▶ _Work request_
Reproduce the closing part of the entries exactly: the line with "car roof shown in this photo." and all lines after it, ending with the last line, and nothing else.

▶ _Dataset records_
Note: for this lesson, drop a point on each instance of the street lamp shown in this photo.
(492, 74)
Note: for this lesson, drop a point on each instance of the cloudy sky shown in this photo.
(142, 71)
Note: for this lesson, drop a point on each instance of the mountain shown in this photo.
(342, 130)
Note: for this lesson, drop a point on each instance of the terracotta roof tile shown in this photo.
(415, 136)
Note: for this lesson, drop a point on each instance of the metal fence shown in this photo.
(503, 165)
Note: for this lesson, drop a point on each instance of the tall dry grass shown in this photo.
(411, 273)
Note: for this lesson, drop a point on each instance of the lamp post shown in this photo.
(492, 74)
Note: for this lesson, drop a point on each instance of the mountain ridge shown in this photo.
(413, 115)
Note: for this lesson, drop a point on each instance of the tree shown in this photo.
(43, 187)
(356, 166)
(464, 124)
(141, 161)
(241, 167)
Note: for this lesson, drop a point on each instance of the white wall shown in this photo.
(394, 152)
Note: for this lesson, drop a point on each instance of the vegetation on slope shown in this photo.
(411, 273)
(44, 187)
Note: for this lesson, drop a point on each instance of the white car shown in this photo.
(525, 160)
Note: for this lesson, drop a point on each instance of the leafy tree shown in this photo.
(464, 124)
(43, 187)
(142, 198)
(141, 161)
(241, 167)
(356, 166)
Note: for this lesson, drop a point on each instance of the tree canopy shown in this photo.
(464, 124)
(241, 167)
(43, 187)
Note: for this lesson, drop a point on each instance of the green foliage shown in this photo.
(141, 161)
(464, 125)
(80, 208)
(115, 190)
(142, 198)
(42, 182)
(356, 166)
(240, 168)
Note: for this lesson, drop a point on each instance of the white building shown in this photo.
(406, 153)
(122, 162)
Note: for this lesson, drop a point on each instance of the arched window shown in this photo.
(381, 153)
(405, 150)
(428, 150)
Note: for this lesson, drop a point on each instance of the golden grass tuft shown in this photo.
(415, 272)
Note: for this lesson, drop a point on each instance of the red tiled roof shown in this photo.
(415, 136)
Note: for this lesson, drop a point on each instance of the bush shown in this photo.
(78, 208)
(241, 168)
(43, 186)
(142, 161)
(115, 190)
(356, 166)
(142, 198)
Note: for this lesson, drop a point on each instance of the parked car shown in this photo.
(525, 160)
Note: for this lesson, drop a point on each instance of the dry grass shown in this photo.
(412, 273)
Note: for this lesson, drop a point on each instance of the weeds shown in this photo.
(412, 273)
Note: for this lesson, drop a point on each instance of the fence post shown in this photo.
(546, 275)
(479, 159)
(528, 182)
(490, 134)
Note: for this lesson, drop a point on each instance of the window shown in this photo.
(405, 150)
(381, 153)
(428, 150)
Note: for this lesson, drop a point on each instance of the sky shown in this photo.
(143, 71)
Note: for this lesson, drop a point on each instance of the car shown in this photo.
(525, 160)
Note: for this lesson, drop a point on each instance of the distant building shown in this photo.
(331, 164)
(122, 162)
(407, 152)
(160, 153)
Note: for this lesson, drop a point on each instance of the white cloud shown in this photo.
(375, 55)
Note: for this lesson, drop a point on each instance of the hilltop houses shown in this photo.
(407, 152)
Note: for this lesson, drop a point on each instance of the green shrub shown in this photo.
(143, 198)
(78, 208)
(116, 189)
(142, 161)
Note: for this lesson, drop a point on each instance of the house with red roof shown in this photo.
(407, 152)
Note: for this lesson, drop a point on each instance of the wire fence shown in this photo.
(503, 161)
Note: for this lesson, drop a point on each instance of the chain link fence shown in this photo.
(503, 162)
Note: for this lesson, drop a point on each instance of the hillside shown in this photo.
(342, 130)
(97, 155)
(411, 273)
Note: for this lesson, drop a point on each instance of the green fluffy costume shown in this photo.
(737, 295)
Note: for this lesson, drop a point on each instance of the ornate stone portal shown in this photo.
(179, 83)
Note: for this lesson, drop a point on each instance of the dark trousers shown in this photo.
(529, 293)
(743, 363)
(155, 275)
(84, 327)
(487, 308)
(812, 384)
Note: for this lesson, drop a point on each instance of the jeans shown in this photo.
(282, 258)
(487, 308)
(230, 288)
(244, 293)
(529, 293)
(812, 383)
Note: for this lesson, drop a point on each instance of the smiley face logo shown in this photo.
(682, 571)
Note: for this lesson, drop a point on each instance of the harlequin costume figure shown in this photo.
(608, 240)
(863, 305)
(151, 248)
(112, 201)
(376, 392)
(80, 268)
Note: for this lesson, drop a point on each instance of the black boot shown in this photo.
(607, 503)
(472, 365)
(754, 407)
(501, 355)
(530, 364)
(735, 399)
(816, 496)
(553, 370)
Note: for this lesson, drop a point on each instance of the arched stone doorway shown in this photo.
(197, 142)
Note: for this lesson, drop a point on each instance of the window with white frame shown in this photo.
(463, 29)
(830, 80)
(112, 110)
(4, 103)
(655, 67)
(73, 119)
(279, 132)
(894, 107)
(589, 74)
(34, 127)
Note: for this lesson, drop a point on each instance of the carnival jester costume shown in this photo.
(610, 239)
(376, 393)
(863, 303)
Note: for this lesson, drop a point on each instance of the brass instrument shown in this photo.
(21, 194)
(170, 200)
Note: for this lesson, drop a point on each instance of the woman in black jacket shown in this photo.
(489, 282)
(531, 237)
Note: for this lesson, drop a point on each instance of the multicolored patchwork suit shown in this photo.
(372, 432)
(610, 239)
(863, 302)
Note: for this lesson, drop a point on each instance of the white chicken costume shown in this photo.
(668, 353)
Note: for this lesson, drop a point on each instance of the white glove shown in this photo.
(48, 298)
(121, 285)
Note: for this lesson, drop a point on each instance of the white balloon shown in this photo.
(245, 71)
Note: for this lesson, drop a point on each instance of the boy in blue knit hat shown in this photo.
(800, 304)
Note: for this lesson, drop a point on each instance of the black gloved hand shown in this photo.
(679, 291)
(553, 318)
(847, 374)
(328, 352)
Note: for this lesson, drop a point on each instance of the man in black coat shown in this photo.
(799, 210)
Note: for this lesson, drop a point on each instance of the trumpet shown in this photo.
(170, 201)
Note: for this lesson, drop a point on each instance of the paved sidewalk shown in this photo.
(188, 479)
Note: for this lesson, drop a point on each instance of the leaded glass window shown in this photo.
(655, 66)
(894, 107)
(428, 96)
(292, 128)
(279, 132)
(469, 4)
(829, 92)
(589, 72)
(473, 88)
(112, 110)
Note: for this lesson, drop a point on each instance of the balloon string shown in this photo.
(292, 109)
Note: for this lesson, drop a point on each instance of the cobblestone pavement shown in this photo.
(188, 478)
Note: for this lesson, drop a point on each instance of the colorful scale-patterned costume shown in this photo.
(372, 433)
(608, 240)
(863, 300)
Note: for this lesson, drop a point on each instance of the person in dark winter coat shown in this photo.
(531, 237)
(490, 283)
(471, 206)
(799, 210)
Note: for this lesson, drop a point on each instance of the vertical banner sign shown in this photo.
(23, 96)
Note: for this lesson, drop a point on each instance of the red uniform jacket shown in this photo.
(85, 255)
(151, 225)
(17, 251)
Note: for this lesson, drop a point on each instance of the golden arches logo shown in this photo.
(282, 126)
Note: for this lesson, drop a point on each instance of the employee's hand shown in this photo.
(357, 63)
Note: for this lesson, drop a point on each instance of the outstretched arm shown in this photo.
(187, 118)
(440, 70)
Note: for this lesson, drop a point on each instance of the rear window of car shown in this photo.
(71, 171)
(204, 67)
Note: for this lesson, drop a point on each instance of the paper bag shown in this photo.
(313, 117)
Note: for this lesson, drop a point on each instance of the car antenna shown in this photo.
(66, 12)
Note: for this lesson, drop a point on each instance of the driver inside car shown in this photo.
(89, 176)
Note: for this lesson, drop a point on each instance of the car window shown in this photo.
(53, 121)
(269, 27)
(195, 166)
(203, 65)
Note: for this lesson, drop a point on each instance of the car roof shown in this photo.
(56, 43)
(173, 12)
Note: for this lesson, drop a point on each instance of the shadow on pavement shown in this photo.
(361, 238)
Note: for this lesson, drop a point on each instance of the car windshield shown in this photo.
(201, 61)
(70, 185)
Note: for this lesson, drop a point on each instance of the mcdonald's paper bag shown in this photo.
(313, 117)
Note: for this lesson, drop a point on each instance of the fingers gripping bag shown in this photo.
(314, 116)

▶ _Expected answer_
Note: for this lesson, drop a point on each instance of the car roof shown in this photo.
(56, 43)
(173, 12)
Note: for this lesson, drop a point on each instance of the shadow on pavement shown in this photo.
(361, 238)
Note: for this lesson, drop a point on each instance of the car windshield shown in this photo.
(201, 61)
(70, 185)
Note: for this lesson, drop a point on each instance of the mcdonald's paper bag shown in this photo.
(313, 117)
Note: for this lesson, drop a point on each instance of the fingers gripping bag shown in this photo.
(314, 116)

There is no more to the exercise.